··· Exercise materials

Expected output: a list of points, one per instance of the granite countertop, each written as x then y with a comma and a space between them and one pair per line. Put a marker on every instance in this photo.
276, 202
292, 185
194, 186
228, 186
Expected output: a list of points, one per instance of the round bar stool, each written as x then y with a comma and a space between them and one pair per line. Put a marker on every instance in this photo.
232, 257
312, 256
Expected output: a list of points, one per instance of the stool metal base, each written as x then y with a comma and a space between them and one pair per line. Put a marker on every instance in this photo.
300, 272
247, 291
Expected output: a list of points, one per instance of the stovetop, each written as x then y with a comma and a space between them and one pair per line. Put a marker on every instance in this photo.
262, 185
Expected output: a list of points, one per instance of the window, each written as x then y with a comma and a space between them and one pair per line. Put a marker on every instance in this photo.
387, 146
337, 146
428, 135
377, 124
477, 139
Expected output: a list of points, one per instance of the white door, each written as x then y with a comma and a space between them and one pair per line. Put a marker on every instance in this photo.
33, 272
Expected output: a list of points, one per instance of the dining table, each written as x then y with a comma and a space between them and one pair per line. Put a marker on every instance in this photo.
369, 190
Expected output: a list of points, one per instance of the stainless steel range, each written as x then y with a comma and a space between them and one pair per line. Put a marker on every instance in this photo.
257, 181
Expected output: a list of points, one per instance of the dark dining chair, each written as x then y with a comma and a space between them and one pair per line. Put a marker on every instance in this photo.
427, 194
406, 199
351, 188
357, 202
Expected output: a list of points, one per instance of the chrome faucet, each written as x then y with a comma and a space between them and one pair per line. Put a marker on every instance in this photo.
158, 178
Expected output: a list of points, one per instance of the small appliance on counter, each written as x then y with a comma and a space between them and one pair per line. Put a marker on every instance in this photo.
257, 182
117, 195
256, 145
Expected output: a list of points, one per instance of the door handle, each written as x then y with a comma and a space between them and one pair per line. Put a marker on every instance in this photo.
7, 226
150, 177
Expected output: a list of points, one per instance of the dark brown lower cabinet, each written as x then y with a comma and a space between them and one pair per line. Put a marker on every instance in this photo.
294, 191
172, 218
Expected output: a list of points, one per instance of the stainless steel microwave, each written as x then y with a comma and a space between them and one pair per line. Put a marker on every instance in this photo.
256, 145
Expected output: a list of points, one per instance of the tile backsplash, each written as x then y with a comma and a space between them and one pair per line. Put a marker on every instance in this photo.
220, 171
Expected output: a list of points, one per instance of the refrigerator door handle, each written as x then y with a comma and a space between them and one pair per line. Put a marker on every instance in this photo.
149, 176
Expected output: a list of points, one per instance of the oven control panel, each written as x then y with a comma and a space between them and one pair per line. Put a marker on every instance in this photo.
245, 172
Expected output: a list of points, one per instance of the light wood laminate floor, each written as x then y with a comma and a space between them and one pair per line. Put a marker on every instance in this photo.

······

Rewrite the material above with "Expected output" replaced by "Required output" everywhere it occurs, leaving everything else unchanged.

Exercise answer ▸
Required output: a list of points, one per instance of the granite countertop, each written as x then y with a comma and a space between them and one pair per line. Put a marker on every instance in this photo.
276, 202
292, 185
194, 186
228, 186
Required output: a list of points, one per instance of the round bar stool, each written as x then y with a comma and a space between them and one pair per line. Put a marker on every instance in this photo.
232, 257
312, 256
Required output: a list of points, one per instance of the stool metal base, each written as x then y with a comma and a space between them and one pair per line. Put a marker on every instance in this photo.
300, 272
247, 291
Required output: a list of points, one per instance of the stovetop, each written as x then y with a comma and a space between them and one pair per line. Put a marker on every instance in this photo.
262, 185
Required output: a list of points, one per instance of the window, each written as x then y with a comma and a space between them and one pair per line. Put a marker on every instance in this photo.
387, 146
337, 146
428, 135
377, 124
477, 139
Required output: a list of points, one per instance of the white door, each written as x then y with a comma and a space between them and one pair per line. Put a marker on every instance in this photo.
33, 272
Required output: a list of points, one per instance of the dining table, each written as x then y with a comma and a space between them and one pair per line. Put a marker on every instance in this photo.
369, 190
Required output: a list of points, one per instance of the stainless steel range, each written as x then y with a comma and a space between them and one pair per line. Put a marker on every instance in this photo.
257, 181
Required output: a list of points, one per instance of the dark dining chair, each written as x then y with a comma and a space between them and one pair per line. Put a marker on every instance in this photo.
427, 194
406, 199
351, 188
357, 202
Required output: a list of points, one per instance of the chrome faucet, each written as x then y with a comma and a space between them and one pair per line. Put a marker on every instance in this photo.
158, 178
Required output: a list of points, one per instance of the small appliance on counter, each written as x then y with a comma and a space between them and one pair per line. Put a marker on every instance in this photo.
257, 182
117, 195
256, 145
Required output: a list of points, one per instance of the door handle, each written as x then y with a comma and a space between them and one pair per line. Put a marker on every instance in this photo.
7, 226
150, 177
Required output: a list of points, one per instance of the dark brown lower cabinet, each written as x then y with a comma and a space between them and one pair per line. Put a marker on every instance in this photo.
294, 191
172, 218
Required output: a list of points, one per instance of the stainless steel microwave, each written as x then y with a comma and a space between them and one pair per line. Put a marker on every instance in this photo.
256, 145
Required output: a list of points, one per instance of the tile backsplash, each written as x then y with a comma and a space between them and one pair per line. Put a marker on every instance in this photo.
220, 171
Required output: a list of points, one per instance of the refrigerator door handle, each written as x then y with a comma and a space between them and one pair per line. Put a marker on every instance in this photo.
149, 176
Required output: a list of points, one per instance of the oven control panel, each written as x then y with a comma and a space between them and one pair per line. Put a marker on every instance in this photo.
245, 172
Required output: a list of points, one per instance of the light wood laminate floor, each written as x then y with a comma and a space between them and one pair per line. Put a marker on every instance in this photo.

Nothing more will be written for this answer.